Work order: Please transcribe the listing below exactly, but only from the line containing "Task: drop a dot on every instance of the black backpack" through its last line.

---

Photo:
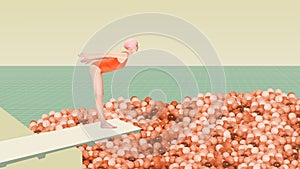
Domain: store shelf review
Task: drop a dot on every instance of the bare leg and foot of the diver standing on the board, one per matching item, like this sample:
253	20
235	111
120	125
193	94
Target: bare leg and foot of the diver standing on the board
98	91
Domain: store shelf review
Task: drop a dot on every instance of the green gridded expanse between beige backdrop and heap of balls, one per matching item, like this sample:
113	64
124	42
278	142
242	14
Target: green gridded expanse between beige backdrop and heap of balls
29	91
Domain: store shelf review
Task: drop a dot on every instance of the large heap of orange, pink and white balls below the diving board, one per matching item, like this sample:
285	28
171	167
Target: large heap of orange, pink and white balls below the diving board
259	129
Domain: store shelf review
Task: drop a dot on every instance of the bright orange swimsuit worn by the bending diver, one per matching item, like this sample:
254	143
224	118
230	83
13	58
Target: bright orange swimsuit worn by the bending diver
108	64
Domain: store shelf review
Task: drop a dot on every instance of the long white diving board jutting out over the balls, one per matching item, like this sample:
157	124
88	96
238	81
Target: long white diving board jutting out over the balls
38	145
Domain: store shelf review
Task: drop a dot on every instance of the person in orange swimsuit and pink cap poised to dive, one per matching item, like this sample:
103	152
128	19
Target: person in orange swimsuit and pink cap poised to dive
103	63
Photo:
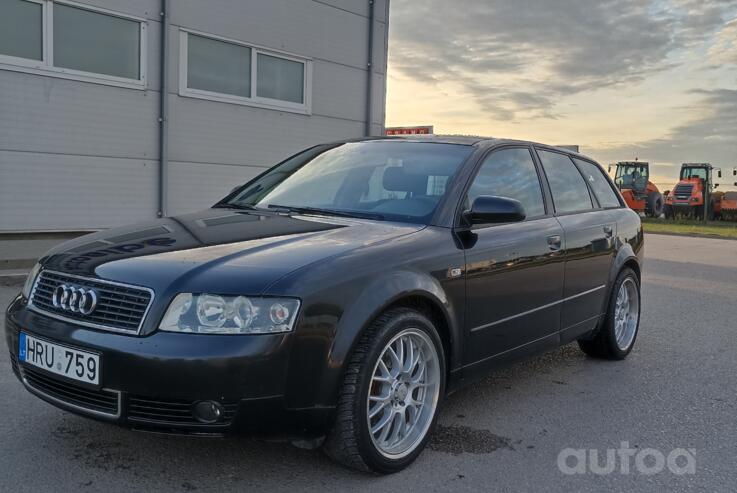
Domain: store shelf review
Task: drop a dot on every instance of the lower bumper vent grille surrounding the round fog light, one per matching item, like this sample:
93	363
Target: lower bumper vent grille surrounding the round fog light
172	412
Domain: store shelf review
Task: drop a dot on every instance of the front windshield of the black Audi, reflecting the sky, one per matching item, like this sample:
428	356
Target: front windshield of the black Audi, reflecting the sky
393	180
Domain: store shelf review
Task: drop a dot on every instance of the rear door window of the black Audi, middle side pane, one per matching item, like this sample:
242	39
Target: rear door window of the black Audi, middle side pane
570	193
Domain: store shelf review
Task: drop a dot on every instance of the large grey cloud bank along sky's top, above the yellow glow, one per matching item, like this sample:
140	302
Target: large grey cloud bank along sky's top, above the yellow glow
518	59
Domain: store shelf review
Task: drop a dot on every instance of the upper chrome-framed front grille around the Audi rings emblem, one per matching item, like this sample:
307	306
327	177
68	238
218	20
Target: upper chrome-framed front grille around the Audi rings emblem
120	307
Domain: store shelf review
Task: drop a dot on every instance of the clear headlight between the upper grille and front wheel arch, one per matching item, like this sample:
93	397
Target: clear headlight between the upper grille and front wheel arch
215	314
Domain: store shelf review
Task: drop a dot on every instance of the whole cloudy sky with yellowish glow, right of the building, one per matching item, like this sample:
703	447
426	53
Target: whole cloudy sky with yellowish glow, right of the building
622	78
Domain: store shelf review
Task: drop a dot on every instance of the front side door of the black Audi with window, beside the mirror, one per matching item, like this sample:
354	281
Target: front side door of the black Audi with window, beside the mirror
514	271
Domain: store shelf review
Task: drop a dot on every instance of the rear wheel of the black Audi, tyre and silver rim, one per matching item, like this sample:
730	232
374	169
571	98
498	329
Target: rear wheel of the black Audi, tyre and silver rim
605	343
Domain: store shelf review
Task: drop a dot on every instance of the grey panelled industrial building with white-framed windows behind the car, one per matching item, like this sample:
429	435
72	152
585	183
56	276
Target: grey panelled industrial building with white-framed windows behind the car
87	142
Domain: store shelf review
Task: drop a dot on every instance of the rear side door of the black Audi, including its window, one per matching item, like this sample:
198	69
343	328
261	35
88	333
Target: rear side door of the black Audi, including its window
589	228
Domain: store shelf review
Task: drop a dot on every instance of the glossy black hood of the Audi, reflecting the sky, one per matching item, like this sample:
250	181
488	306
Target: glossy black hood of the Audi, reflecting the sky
221	250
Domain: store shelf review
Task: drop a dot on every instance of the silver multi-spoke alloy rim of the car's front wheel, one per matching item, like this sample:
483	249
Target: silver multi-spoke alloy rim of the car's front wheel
404	391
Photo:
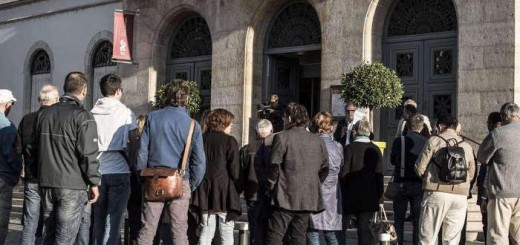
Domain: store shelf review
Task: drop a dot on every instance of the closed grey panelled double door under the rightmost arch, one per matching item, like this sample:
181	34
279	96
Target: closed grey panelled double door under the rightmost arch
427	69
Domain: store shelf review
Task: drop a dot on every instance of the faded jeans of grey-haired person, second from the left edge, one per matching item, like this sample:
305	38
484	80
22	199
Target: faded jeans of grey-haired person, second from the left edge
31	212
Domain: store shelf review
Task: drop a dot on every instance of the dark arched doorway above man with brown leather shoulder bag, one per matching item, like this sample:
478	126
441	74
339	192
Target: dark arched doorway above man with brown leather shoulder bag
189	57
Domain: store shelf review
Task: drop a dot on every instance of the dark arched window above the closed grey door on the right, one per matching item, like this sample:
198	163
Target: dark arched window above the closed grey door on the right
422	16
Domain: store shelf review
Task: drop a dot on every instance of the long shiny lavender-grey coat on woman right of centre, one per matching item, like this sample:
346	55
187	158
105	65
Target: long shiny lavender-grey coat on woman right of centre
330	219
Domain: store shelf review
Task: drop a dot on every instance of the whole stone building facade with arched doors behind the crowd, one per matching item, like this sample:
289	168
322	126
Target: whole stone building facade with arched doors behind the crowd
454	56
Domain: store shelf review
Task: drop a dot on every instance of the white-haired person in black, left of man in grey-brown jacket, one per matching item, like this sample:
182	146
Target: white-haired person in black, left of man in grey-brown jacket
254	159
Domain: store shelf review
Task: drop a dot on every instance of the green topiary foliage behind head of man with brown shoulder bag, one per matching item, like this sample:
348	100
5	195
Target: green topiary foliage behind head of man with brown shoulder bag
194	102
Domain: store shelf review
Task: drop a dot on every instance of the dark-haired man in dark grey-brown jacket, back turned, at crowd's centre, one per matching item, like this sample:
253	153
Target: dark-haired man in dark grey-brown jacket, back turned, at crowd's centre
299	164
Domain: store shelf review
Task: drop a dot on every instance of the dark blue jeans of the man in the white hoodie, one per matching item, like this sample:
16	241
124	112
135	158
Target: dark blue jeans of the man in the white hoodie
114	193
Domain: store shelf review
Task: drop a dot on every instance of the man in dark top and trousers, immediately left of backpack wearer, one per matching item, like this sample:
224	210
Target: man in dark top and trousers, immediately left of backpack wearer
405	151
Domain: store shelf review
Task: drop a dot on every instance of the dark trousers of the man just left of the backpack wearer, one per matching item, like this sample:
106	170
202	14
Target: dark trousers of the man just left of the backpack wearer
411	193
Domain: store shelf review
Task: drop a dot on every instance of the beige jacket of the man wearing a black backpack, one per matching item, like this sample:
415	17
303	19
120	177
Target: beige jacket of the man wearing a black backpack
427	170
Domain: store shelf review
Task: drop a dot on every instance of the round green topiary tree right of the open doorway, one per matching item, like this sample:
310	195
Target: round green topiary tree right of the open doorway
372	85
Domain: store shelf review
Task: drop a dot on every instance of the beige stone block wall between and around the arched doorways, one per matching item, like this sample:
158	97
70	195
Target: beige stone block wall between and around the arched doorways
352	30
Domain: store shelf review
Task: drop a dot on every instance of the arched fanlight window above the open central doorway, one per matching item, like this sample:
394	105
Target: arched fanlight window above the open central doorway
297	25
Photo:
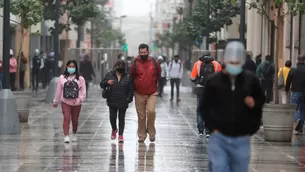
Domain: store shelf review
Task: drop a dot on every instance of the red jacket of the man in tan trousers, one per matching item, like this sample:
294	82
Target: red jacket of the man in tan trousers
146	76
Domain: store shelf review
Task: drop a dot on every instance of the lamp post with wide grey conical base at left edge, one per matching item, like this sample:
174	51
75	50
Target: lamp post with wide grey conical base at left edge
9	120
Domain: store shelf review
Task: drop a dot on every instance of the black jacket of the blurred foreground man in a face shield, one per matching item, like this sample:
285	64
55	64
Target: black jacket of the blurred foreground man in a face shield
225	110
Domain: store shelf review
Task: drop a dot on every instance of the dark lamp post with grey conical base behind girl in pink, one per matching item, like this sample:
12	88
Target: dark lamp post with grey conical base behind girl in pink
53	83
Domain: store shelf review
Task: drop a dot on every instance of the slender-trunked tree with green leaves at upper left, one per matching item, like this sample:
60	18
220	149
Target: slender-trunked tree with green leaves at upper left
30	13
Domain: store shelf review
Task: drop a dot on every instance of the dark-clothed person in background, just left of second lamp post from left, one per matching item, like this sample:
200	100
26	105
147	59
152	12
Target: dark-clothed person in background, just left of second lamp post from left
37	64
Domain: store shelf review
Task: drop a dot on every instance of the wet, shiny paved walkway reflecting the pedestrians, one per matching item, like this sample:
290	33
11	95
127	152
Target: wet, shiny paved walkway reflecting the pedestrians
40	147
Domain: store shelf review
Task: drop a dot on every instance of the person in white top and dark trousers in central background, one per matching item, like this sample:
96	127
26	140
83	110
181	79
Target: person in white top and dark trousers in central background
175	72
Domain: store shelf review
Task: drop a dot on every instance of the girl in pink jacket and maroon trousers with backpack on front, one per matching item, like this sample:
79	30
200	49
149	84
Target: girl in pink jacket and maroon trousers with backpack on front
71	91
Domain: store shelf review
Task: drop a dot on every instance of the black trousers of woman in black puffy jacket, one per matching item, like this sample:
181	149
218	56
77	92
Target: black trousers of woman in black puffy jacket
113	116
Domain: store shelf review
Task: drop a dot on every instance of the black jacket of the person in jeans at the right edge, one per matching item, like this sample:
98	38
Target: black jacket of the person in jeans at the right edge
296	77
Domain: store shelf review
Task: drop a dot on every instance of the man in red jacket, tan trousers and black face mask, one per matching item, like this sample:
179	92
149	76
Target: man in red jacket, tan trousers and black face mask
146	73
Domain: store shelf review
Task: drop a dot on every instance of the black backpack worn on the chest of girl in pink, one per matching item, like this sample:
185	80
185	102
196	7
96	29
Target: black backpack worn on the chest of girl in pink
71	89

---

Result of the task:
Task: drop a dot on every instance of the black backpack worn on the chest of girl in pink, one per matching item, like this sample:
185	80
185	102
196	7
96	29
Target: black backpack worn on the chest of girl in pink
71	89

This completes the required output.